▶ SHORT EXERCISE 1: Transcribe the post on handling domain events word for word, everything from "Before getting into" down to "at least 😅).".
▶ SHORT EXERCISE 2: Pick up the post on handling domain events after its last sentence and keep writing it.

▶ READING TEXT:
══════════
On the topics of domain-driven design and event-driven architecture, something that’s been on my mind for quite some time, is the process of handling domain events, as well as potentially translating them into integration events.
Most of the content I look at on this subject, in general falls on one of two sides:
- Completely ignores the associated challenges (I’ve done that myself)
- I just don’t agree with it 🙃
In this post, I’m going to try to distill the ideas I have on the subject, trying to come up with a possible approach that makes sense in general, for the kinds of projects I’ve been involved in. There’s no one size fits all, so it certainly won’t be a solution for every case, but I would really like to have, for myself, an approach that makes sense to me, and that at least I can use as a starting point, adapting as needed.
This post is assuming you are aware of common DDD and other usually related terms, like entities, aggregates, repositories, command and event handlers, and so on.
Before getting into the approaches I’ve been considering, let’s start by looking at some things I’ve commonly seen and am not a fan, to understand where I’m coming from with the approaches that make more sense (to me at least 😅).
══════════
▶ GIVEN RECORDS:

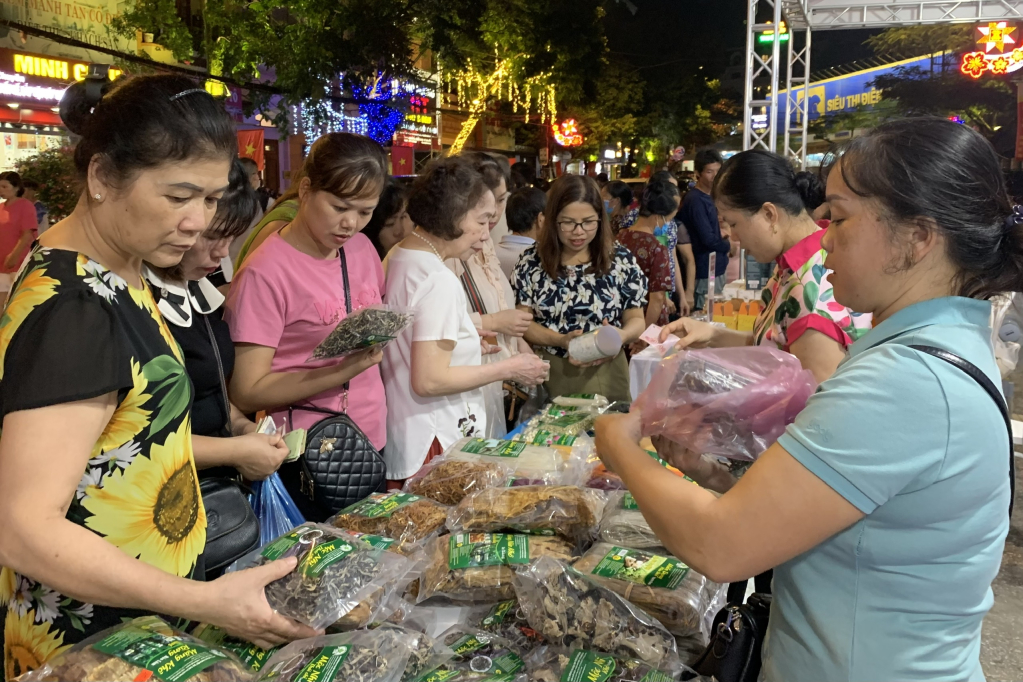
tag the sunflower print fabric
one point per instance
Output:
(71, 330)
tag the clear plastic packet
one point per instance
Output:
(570, 609)
(363, 655)
(250, 654)
(505, 620)
(404, 517)
(481, 652)
(363, 328)
(730, 402)
(143, 648)
(336, 576)
(566, 511)
(554, 664)
(479, 566)
(660, 584)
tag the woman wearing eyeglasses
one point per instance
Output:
(575, 279)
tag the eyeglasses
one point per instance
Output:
(570, 226)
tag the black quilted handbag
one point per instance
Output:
(340, 465)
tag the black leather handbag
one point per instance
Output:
(231, 526)
(737, 637)
(340, 465)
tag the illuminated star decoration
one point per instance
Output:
(996, 35)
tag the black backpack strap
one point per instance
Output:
(980, 377)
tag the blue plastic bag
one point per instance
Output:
(274, 508)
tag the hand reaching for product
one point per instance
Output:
(236, 602)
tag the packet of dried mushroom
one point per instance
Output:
(572, 610)
(567, 511)
(401, 516)
(661, 585)
(145, 648)
(478, 566)
(363, 328)
(363, 655)
(337, 575)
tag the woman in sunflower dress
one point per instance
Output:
(99, 500)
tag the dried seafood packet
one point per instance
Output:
(141, 649)
(566, 511)
(572, 610)
(363, 655)
(551, 664)
(363, 328)
(660, 584)
(401, 516)
(479, 566)
(337, 575)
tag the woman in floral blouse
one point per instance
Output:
(575, 279)
(768, 207)
(99, 501)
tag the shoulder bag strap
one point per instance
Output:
(980, 377)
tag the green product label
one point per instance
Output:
(324, 665)
(493, 448)
(588, 667)
(320, 556)
(469, 550)
(498, 614)
(381, 505)
(170, 658)
(642, 567)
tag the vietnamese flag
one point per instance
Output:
(251, 145)
(402, 161)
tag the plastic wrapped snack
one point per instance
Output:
(570, 609)
(730, 402)
(402, 516)
(363, 328)
(363, 655)
(505, 620)
(478, 566)
(145, 648)
(551, 664)
(567, 511)
(661, 585)
(337, 575)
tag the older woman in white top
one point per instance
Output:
(434, 376)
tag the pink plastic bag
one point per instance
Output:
(731, 402)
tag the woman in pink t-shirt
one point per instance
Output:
(291, 294)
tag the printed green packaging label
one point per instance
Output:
(170, 658)
(493, 448)
(642, 567)
(380, 505)
(469, 550)
(324, 665)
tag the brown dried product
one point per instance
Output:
(139, 649)
(573, 611)
(661, 585)
(478, 566)
(568, 511)
(405, 517)
(449, 481)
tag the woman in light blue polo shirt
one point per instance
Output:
(883, 508)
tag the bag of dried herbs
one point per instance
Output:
(363, 655)
(401, 516)
(572, 610)
(363, 328)
(661, 585)
(337, 574)
(479, 566)
(551, 664)
(566, 511)
(145, 648)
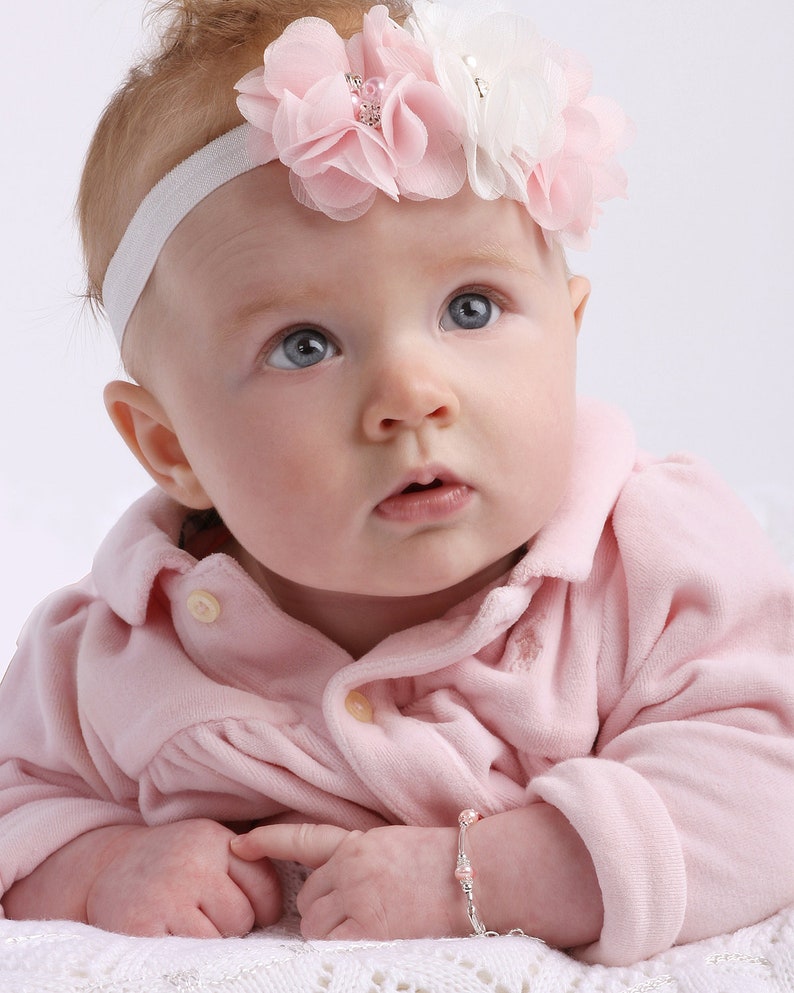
══════════
▶ REPLY 1:
Before getting into the approaches I’ve been considering, let’s start by looking at some things I’ve commonly seen and am not a fan, to understand where I’m coming from with the approaches that make more sense (to me at least 😅).

▶ REPLY 2:
Dislike #1 - dispatching and handling domain events through an in-memory bus
I’ll start with one that is really common in C# code bases, in particular ones using some kind of Clean Architecture template (there’s like a gazillion of them 🤣): dispatching and then handling domain events through an in-memory bus. This is very commonly implemented by storing the domain events in a collection within an entity class, then in an overridden EF Core’s
SaveChanges method (or some other abstraction), get those events and publish them into an in-memory bus, like MediatR, before or after persisting the changes (i.e. committing the transaction).
I’m not a fan of this approach for a number of reasons:
- Publishing and handling domain events after committing might result in inconsistent state
- Handling domain events within the triggering command’s transaction promotes a false sense of decoupling
- Handling domain events within the triggering command’s transaction assumes that’s always a possibility
- Handling domain events within the triggering command’s transaction ignores DDD guidance of one transaction per aggregate
Let me try to go into each one very briefly.
Publishing and handling domain events after committing changes might result in inconsistent state
This one’s the quickest to explain: if the events are published and handled after the triggering command handler changes are persisted, if something goes wrong when handling the events, be it an unexpected exception or a service crash, the event is just gone, and we might get our data into an inconsistent state.
In earlier posts, I’ve talked about the transactional outbox pattern, which can be used to address this issue, by persisting events in the same transaction as the aggregate changes are persisted. The outbox pattern seems to be typically associated with integration events, but I don’t feel like the type of event is relevant, as what matters is that if the event is to be executed in a different transaction, we need to ensure that it’ll be executed, regardless of potential application or infrastructure hiccups.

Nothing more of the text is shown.